State v. Mann, 103 N.M. 660, 712 P.2d 6 (1985)

Nov. 19, 1985 · Court of Appeals of New Mexico · No. 8435
103 N.M. 660, 712 P.2d 6

712 P.2d 6

STATE of New Mexico, Plaintiff-Appellee, v. Stephen J. MANN, Defendant-Appellant.

No. 8435.

Court of Appeals of New Mexico.

Nov. 19, 1985.

Certiorari Denied Jan. 2, 1986.

*662Paul G. Bardacke, Atty. Gen., Barbara P. Green, Asst. Atty. Gen., Santa Pe, for plain tiff-appellee.

David A. Freedman, Nancy Hollander, Freedman, Boyd & Daniels, P.A., Albuquerque, for defendant-appellant.

OPINION

DONNELLY, Chief Judge.

On rehearing, the previous opinion is withdrawn and the following is substituted.

Defendant appeals from a conviction of unlawful possession of a controlled substance, marijuana, with intent to distribute contrary to NMSA 1978, Section 30-31-22 (Repl.Pamp.1980). Pour issues are presented on appeal: (1) claim of pretextual stop of defendant’s automobile; (2) legality of car search; (3) legality of the defendant’s detention; and (4) validity of seizure of evidence. We affirm.

On June 22, 1984, defendant was driving a rental car en route to Tennessee. As defendant approached within a few miles of Roswell, traveling in the eastbound lane, he passed a state police officer, Phillip Baiers, who was observing traffic. The roadway at that point was a four-lane highway with two lanes going both east and west. Defendant was traveling in the inside lane. The maximum speed posted in the area is fifty-five miles per hour. The patrolman followed defendant for approximately two miles. Officer Baiers testified that he did not see any other cars in the roadway when he began following defendant, but that there were other vehicles in the area at the time he stopped defendant. Defendant testified that he believed he was driving approximately forty-five miles per hour. Officer Baiers testified that he determined defendant to be traveling at a speed of approximately thirty-five miles per hour and that defendant was driving in the passing lane of the eastbound lanes.

- - - - -

- Aim of the task: Resume the State v. Mann opinion above, starting right after its final sentence. The rows that follow are separate material and have no connection to the State v. Mann opinion.

- - - - -

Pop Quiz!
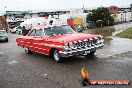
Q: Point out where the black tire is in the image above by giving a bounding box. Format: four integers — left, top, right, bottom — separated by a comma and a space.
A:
6, 39, 8, 42
24, 47, 33, 54
51, 49, 62, 63
81, 78, 91, 86
86, 51, 96, 58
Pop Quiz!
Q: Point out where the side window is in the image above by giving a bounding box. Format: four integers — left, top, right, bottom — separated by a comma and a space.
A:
29, 29, 36, 36
36, 29, 43, 36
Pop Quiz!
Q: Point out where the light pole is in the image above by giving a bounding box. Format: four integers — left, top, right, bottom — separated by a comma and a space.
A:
130, 4, 132, 21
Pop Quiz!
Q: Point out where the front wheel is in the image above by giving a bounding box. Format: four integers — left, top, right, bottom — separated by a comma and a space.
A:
52, 49, 61, 63
24, 47, 33, 54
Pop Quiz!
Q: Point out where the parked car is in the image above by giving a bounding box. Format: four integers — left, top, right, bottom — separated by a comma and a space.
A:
16, 20, 104, 62
0, 30, 8, 42
10, 26, 22, 34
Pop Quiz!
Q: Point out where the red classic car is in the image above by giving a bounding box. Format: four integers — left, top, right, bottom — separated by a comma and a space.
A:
16, 25, 104, 62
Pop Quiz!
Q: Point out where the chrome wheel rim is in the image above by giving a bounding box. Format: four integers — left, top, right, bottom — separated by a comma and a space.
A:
54, 50, 60, 61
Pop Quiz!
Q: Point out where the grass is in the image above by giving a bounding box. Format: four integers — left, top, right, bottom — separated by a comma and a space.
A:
116, 27, 132, 39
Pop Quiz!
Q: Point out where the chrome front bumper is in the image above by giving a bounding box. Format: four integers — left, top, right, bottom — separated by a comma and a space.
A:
59, 43, 104, 57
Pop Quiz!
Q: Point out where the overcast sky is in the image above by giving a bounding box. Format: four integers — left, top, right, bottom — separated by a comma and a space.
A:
0, 0, 132, 10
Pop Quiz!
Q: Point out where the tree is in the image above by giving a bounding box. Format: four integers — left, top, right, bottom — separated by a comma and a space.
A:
86, 7, 114, 27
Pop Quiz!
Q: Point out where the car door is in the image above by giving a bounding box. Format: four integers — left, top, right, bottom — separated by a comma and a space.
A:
32, 29, 45, 53
25, 29, 36, 51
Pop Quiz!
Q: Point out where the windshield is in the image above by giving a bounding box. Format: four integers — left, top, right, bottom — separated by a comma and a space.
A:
0, 31, 6, 36
44, 25, 74, 36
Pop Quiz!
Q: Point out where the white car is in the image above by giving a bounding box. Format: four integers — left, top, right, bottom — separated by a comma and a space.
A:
10, 26, 22, 34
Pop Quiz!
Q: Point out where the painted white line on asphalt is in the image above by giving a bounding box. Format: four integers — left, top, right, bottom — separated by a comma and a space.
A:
7, 60, 19, 64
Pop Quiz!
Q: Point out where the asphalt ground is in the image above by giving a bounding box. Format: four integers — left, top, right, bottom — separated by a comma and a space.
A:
0, 33, 132, 88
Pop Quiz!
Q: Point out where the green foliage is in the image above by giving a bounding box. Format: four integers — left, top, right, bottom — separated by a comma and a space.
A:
86, 7, 114, 27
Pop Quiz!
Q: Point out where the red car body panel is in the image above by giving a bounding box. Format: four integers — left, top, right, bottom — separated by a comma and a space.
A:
16, 24, 103, 55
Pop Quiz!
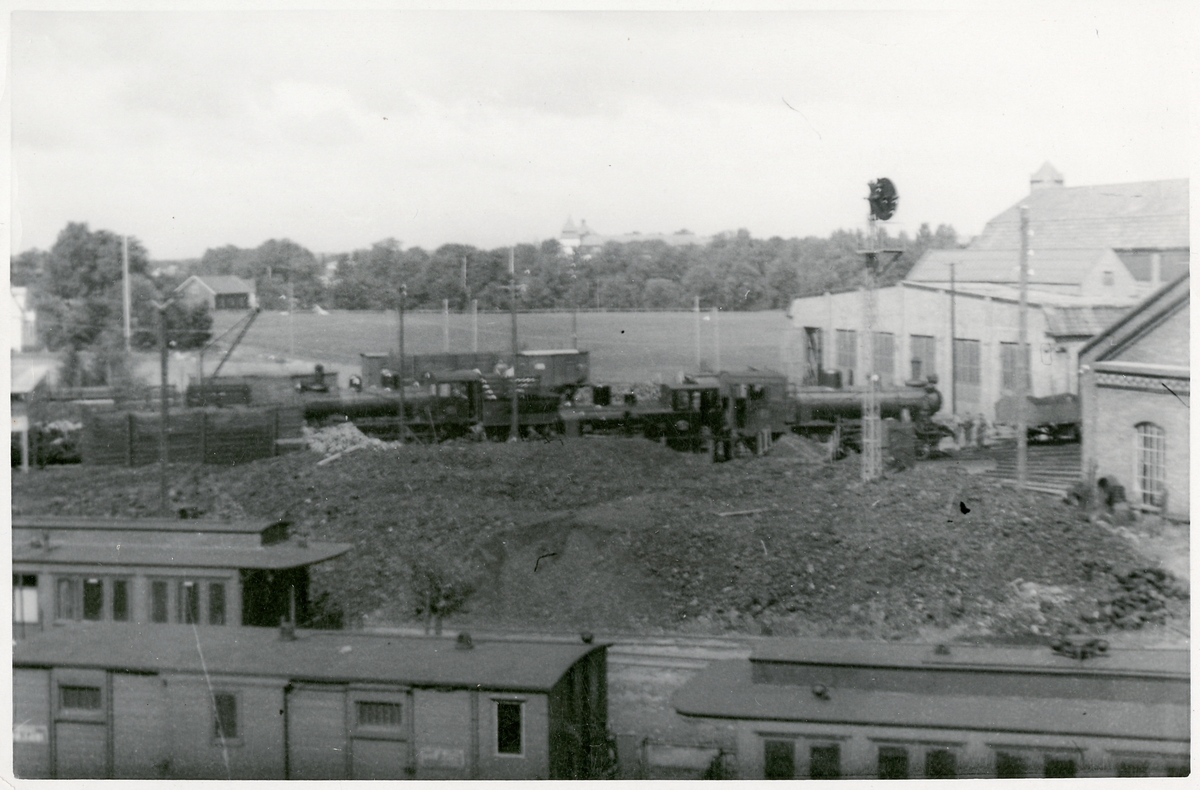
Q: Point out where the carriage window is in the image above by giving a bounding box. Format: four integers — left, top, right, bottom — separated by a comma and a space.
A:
809, 743, 841, 779
59, 686, 101, 711
996, 752, 1027, 779
175, 581, 200, 623
113, 579, 130, 622
762, 741, 796, 779
150, 581, 168, 623
55, 579, 76, 620
496, 702, 522, 754
209, 581, 224, 626
83, 579, 104, 620
1044, 756, 1075, 779
354, 702, 401, 729
212, 693, 238, 741
12, 574, 37, 623
880, 746, 908, 779
925, 749, 956, 779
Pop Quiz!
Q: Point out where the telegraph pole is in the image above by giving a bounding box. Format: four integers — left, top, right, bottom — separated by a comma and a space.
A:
152, 299, 174, 517
1016, 205, 1030, 489
121, 235, 133, 354
396, 283, 408, 444
509, 247, 521, 442
950, 261, 958, 417
862, 179, 902, 481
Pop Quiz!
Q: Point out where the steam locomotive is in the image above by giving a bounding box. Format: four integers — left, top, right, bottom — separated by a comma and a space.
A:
305, 349, 950, 460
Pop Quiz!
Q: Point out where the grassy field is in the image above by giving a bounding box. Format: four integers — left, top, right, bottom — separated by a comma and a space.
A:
214, 311, 788, 382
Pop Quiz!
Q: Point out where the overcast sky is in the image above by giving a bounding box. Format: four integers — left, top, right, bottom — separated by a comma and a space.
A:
10, 2, 1198, 259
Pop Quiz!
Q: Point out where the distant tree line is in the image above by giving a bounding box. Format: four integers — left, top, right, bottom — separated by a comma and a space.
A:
11, 222, 958, 383
182, 225, 958, 310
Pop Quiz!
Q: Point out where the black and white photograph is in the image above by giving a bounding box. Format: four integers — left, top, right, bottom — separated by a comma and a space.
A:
7, 0, 1200, 786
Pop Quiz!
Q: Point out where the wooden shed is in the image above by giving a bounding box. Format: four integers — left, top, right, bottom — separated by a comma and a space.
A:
13, 623, 607, 779
12, 515, 350, 639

- - - - -

- Output of the exercise:
Officer Baiers signaled defendant to stop and informed him that he would be issued a citation for driving in such a manner so as to impede traffic. The officer requested defendant to produce his vehicle registration papers and driver’s license. The car driven by defendant had been rented in Tucson by another person, but defendant’s name and driver’s license number also appeared on the car rental agreement specifying him as an authorized driver of the vehicle.

Baiers testified that after looking at the registration papers and defendant’s driver’s license, he requested permission from him to search the trunk of the vehicle. Baiers stated that during the time he was talking with defendant, he observed the following: (1) the rental agreement for the car recited that the car had been rented by another individual; (2) defendant appeared to be nervous; and (3) there were some items placed in the back seat of the car, which Baiers felt were of the type which normally were stored in the trunk of the vehicle.

Defendant initially refused to authorize the officer to conduct a search of the vehicle. Defendant testified that Baiers then informed him that if he did not consent to the search, he would detain him until he could obtain a search warrant. Baiers denied that he made this statement. After defendant refused permission for the search, the officer returned to his patrol car and radioed a request for an NCIC check on defendant and his vehicle.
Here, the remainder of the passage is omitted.